## Directions
Return the line containing "of the grey" and all lines after it exactly; stop at the end of the material.

## Given entries

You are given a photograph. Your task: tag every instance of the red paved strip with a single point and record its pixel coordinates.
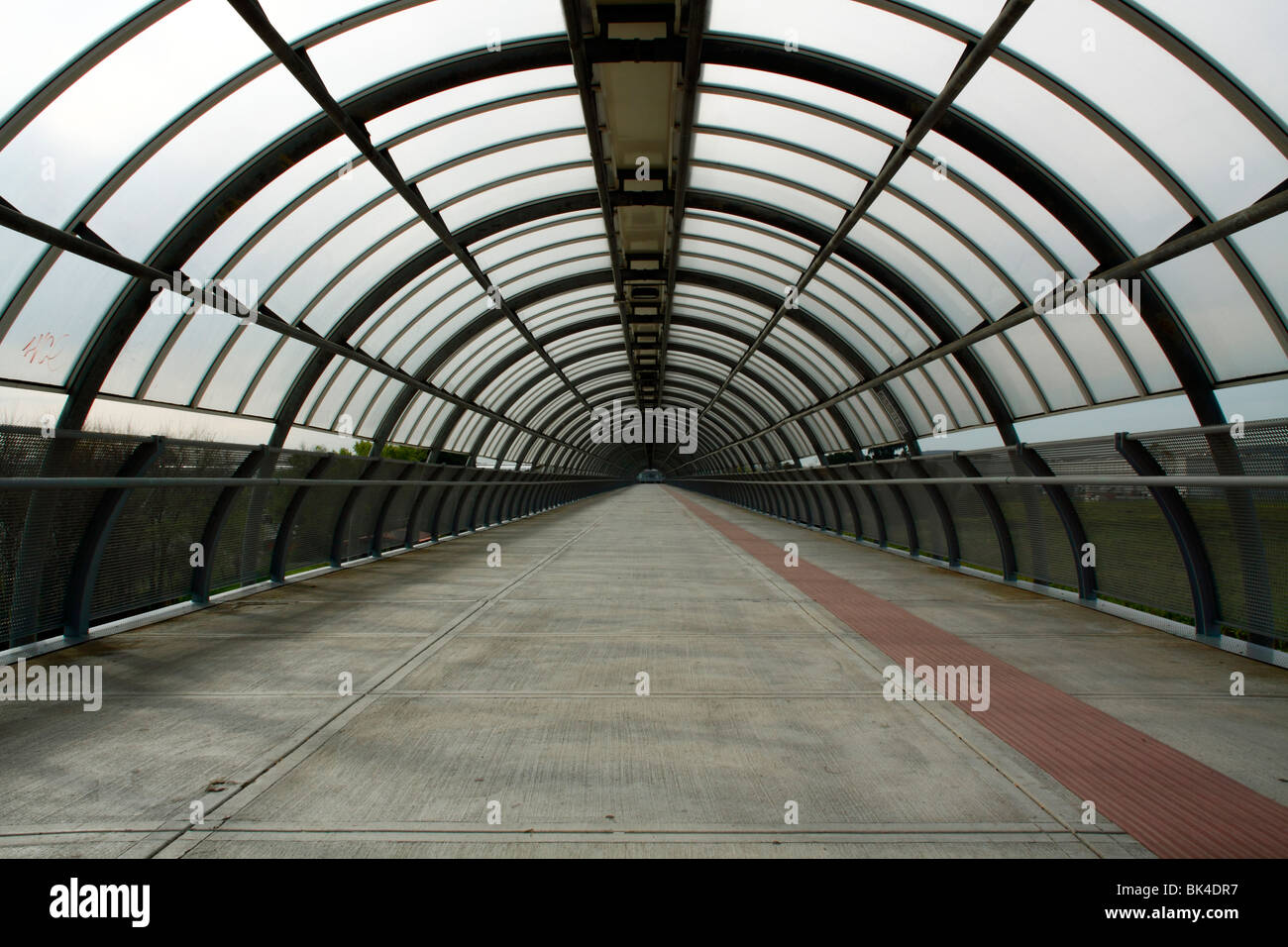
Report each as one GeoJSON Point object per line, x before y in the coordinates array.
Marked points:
{"type": "Point", "coordinates": [1168, 801]}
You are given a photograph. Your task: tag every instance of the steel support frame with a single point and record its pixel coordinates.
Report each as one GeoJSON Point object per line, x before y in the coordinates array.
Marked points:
{"type": "Point", "coordinates": [1189, 541]}
{"type": "Point", "coordinates": [98, 532]}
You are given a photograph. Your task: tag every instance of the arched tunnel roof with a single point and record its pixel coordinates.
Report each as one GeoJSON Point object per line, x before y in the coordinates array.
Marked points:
{"type": "Point", "coordinates": [465, 223]}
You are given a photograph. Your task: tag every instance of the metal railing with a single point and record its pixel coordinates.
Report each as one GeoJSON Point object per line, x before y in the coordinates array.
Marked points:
{"type": "Point", "coordinates": [101, 527]}
{"type": "Point", "coordinates": [1189, 526]}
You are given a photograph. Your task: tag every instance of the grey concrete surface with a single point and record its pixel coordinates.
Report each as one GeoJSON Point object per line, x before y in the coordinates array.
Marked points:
{"type": "Point", "coordinates": [518, 684]}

## Exercise result
You are given a photograph. Your task: tag every instance of the grey concrete surface with a single point and record its pixel coordinates.
Report each as one GeoJSON Point object per line, x before y in the coordinates array.
Marked points:
{"type": "Point", "coordinates": [518, 684]}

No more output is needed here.